**Cosa fare:**
a) Quali date con giorno e mese compaiono nell'estratto sulla Brexit?
b) Riporta dall'estratto sulla Brexit tutto il testo da "L'UE ha chiesto" giù fino a "Parlamento, riordinandone l'apertura.".
c) Le seguenti affermazioni concordano con l'estratto sulla Brexit? Rispondi sì o no a ciascuna, citando le parole decisive. (i) Il referendum sull'uscita della Gran Bretagna dall'Unione Europea si è tenuto il 23 giugno 2016. (ii) La Corte Suprema britannica ha ritenuto legittima la chiusura del Parlamento. (iii) La presidenza di turno della UE è affidata alla Germania.
____ Estratto del testo
Noad (British Chamber of Commerce for Italy): anche in caso di no-deal, a marzo il Parlamento UK ha deciso che non applicherà dazi sull'87% dei beni importati

Manca ormai poco più di un mese alla data del 31 ottobre (curiosamente Halloween), che rappresenta il momento in cui la Gran Bretagna dovrebbe lasciare l'Unione Europea come attuazione del referendum del 23 giugno 2016. Ma siamo ancora in alto mare.
L'UE ha chiesto di presentare entro il 30 settembre un nuovo piano a Boris Johnson, che deve fronteggiare anche una sentenza di un tribunale scozzese che di fatto lo obbligherebbe a chiedere una proroga alla UE in mancanza di un accordo. Juncker si dice ancora possibilista. E ora la Corte Suprema britannica ha dichiarato illegittima la chiusura del Parlamento, riordinandone l'apertura. 
Per quanto complicato possa sembrare, esiste ancora comunque la possibilità che si vada incontro ad un no-deal, cioè l'uscita unilaterale e non regolata della Gran Bretagna dall'Unione Europea, paventata peraltro dalla presidenza di turno della UE, la Finlandia.
________
____ Materiale fornito
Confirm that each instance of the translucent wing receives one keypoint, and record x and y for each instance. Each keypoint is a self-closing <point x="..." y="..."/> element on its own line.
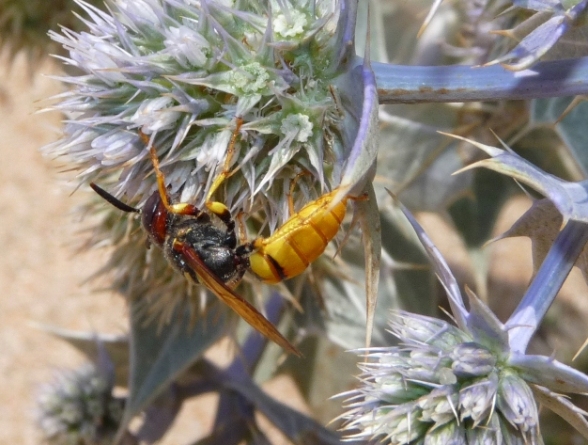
________
**Esercizi risolti:**
a) 31 ottobre; 23 giugno 2016; 30 settembre

b)
L'UE ha chiesto di presentare entro il 30 settembre un nuovo piano a Boris Johnson, che deve fronteggiare anche una sentenza di un tribunale scozzese che di fatto lo obbligherebbe a chiedere una proroga alla UE in mancanza di un accordo. Juncker si dice ancora possibilista. E ora la Corte Suprema britannica ha dichiarato illegittima la chiusura del Parlamento, riordinandone l'apertura.

c)
(i) Sì: "come attuazione del referendum del 23 giugno 2016"
(ii) No: "la Corte Suprema britannica ha dichiarato illegittima la chiusura del Parlamento"
(iii) No: "dalla presidenza di turno della UE, la Finlandia"